• _EXERCISE 1_
Revise the listing below, starting with the line that contains "the form [493,275]." and going on through the end of the listing, so that "receive" becomes "earn" and nothing else changes.

• _DOCUMENT EXCERPT_
[Start]
= Quarterbridge Crossing =

Former railway crossing in Isle of Man, UK

Quarterbridge Crossing (Manx: Crossag Droghad y Cherroo) was the first major crossing point of the Isle of Man Railway's first line from Douglas to Peel. It opened in 1873, but was advertised station until 1929 , then used occasionally until closed in 1968, with the rest of the line.

==History==
A gated railway crossing and keeper's lodge was built at the Quarterbridge near the confluence of the Rivers Dhoo and Glass in the town of Douglas, Isle of Man, for the opening of the first passenger narrow-gauge (3 ft) railway in 1873. The approach to the Quarterbridge, a mile from Douglas Terminus, was by an 86 ft lattice girder bridge across the River Glass which replaced an earlier structure in 1902.

The Douglas to Peel railway line crossed the A5 New Castletown Road at the Quarterbridge and followed the River Dhoo and a gradient of 1/105 for a short distance. The line at this point ran parallel to the A1 Douglas to Peel road which is part of the Snaefell Mountain Course used for the Isle of Man TT and Manx Grand Prix races. The requests for the Isle of Man Railway Company to construct a small halt at the Quarterbridge to be called Spring Valley, never came to fulfillment. A small halt and cattle bank existed from 1928 until 1929 and was used for agricultural shows held at the nearby Kirby House Estate. A small siding was built on the eastern-side of the Quarterbridge crossing in the 1930s for the development of the King Edward Park and this Belle Vue siding existed from 1935–1941.
[End]
• _EXERCISE 2_
Reproduce the passage of the Quarterbridge Crossing article starting with "Quarterbridge Crossing (Manx: Crossag" and going on through "of the line.".

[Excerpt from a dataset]
[Start]
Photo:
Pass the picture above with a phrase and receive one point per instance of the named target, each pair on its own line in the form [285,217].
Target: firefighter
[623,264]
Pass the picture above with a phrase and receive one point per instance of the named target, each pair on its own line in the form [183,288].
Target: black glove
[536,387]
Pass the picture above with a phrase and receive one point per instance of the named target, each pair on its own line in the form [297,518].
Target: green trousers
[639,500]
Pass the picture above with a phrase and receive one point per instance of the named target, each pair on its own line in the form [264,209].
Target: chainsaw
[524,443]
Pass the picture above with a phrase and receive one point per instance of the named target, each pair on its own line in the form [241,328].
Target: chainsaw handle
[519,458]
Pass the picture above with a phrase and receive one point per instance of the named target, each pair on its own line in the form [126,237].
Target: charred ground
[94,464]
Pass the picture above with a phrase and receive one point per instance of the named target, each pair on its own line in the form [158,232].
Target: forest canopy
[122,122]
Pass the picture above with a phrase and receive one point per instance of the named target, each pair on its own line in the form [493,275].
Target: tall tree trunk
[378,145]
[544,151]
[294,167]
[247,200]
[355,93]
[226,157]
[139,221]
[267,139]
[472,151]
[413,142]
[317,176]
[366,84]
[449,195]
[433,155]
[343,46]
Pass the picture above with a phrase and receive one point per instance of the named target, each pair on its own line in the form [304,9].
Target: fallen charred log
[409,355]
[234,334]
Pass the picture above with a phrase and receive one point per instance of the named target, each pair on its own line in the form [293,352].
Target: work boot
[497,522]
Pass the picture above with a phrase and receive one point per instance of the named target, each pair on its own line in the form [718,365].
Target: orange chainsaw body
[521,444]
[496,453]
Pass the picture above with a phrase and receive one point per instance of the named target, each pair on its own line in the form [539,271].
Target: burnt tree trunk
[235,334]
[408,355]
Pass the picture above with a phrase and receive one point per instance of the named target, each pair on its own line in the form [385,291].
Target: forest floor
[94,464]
[End]
• _WRITTEN RESPONSE 1_
Pass the picture above with a phrase and earn one point per instance of the named target, each pair on its own line in the form [493,275].
Target: tall tree trunk
[378,145]
[544,151]
[294,167]
[247,200]
[355,93]
[226,157]
[139,221]
[267,139]
[472,151]
[413,142]
[317,176]
[366,84]
[449,195]
[433,155]
[343,46]
Pass the picture above with a phrase and earn one point per instance of the named target, each pair on its own line in the form [304,9].
Target: fallen charred log
[409,355]
[234,334]
Pass the picture above with a phrase and earn one point per instance of the named target, each pair on its own line in the form [293,352].
Target: work boot
[497,522]
Pass the picture above with a phrase and earn one point per instance of the named target, each pair on its own line in the form [718,365].
Target: orange chainsaw body
[521,444]
[496,453]
Pass the picture above with a phrase and earn one point per instance of the named target, each pair on its own line in the form [539,271].
Target: burnt tree trunk
[235,334]
[408,355]
Pass the picture above with a phrase and earn one point per instance of the named target, each pair on its own line in the form [385,291].
Target: forest floor
[94,464]

• _WRITTEN RESPONSE 2_
Quarterbridge Crossing (Manx: Crossag Droghad y Cherroo) was the first major crossing point of the Isle of Man Railway's first line from Douglas to Peel. It opened in 1873, but was advertised station until 1929 , then used occasionally until closed in 1968, with the rest of the line.